GIVEN TEXT:
'''
16–19 Sept 2025
Istanbul
Europe/Istanbul timezone

Rooted or Planted? The Power of Etymology in J. A. Comenius and Early Modern Culture of Knowledge

17 Sept 2025, 09:15
20m
Istanbul University, Faculty of Letters, Lecture Hall (Amfi 9) (Istanbul)

Istanbul University, Faculty of Letters, Lecture Hall (Amfi 9)

Istanbul

Istanbul University, Faculty of Letters, Lecture Hall (Amfi 9), Balabanağa Mah., Ordu Cad. No:6, Laleli – Fatih, Istanbul (Entrance Floor)
Board: BN16

Speaker

Lenka Řezníková (Institute of Philosphy, Czech Academy of Sciences, Prague)
'''
Named object pointing entries:
'''
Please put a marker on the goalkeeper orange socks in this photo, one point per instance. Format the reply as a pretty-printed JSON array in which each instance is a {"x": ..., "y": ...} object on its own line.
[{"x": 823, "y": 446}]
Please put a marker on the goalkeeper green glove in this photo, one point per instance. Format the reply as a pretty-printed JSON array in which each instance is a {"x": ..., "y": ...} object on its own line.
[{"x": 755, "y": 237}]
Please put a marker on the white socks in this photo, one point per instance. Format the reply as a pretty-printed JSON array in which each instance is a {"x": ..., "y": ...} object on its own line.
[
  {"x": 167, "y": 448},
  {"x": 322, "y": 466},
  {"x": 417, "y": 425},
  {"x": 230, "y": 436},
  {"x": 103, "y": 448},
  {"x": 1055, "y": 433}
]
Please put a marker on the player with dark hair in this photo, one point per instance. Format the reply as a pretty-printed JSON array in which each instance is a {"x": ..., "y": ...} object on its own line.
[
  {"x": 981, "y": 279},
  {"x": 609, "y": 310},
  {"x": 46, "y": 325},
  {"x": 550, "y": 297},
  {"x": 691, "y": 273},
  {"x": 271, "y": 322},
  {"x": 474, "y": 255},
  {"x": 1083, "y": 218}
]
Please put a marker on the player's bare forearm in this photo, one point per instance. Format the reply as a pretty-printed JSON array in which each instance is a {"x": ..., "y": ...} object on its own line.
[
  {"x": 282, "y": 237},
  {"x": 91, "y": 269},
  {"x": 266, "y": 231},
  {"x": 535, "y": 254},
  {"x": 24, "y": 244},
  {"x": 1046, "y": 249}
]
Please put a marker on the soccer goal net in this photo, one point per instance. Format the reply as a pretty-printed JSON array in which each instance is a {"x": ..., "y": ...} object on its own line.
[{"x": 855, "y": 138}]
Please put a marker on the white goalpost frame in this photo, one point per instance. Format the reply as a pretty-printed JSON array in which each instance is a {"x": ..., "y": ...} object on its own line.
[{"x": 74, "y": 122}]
'''
TO BE DONE:
a) Answer these from the session listing:
(i) On what date and at what time does the talk begin?
(ii) How long is the talk scheduled to last?
(iii) Which board is given for the talk?
b) Reproduce the session listing word for word, beginning at "Rooted or Planted?" and stopping after "(Amfi 9) (Istanbul)".

WORKED ANSWERS:
a)
(i) 17 Sept 2025, 09:15
(ii) 20m
(iii) BN16

b)
Rooted or Planted? The Power of Etymology in J. A. Comenius and Early Modern Culture of Knowledge

17 Sept 2025, 09:15
20m
Istanbul University, Faculty of Letters, Lecture Hall (Amfi 9) (Istanbul)